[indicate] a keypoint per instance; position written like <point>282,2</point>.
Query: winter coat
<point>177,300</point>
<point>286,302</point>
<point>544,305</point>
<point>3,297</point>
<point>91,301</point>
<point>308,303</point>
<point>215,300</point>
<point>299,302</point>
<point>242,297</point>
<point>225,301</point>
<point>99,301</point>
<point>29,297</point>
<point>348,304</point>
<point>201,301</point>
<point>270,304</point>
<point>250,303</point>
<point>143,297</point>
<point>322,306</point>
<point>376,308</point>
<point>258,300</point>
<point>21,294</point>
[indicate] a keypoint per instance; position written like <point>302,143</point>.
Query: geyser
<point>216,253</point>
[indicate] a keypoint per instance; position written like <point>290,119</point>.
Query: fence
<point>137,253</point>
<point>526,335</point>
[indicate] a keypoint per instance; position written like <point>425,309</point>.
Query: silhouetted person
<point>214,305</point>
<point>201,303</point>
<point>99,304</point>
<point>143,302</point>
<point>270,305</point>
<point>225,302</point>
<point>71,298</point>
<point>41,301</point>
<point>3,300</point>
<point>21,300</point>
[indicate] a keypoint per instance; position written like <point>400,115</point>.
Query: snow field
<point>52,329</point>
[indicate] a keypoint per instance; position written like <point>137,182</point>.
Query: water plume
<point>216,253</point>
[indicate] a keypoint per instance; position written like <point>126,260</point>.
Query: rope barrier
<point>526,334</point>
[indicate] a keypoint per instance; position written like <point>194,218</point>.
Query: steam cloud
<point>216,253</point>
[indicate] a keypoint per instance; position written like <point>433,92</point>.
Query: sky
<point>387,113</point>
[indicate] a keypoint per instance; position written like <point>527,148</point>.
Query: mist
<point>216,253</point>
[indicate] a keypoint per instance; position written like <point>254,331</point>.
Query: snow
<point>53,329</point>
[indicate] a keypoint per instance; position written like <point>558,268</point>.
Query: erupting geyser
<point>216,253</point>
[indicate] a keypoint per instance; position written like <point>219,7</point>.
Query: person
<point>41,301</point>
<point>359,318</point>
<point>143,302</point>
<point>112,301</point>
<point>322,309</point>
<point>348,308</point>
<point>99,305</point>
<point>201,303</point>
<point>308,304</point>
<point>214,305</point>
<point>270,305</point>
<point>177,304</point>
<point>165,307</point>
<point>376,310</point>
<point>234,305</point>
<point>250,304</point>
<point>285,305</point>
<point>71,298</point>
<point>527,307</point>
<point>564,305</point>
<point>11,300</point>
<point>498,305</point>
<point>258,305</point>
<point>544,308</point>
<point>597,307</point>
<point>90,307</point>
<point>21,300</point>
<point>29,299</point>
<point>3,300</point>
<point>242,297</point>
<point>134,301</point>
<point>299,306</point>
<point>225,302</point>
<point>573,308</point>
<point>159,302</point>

==

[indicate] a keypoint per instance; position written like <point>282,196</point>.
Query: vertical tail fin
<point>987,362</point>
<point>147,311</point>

* _Exercise directions_
Start with the line above that contains "Query: water plume" and end with the line that contains "written like <point>219,7</point>.". Write out those lines exactly, and only those.

* _Reply to the exercise_
Query: water plume
<point>216,253</point>
[indicate] a keypoint per instance; position written like <point>126,260</point>.
Query: rope barrier
<point>526,334</point>
[indicate] a keypoint per instance; position written like <point>194,218</point>.
Query: steam cloud
<point>216,253</point>
[indicate] a keypoint per instance; position written like <point>433,92</point>.
Query: sky
<point>387,113</point>
[indicate] a keypoint per instance; position written like <point>527,148</point>.
Query: mist
<point>216,253</point>
[indicate] a keypoint per instance; position written like <point>254,331</point>.
Query: snow
<point>53,329</point>
[indicate] a keypoint per instance; position written like <point>558,268</point>.
Query: erupting geyser
<point>216,253</point>
[indicate] a keypoint per instance; position written like <point>219,7</point>.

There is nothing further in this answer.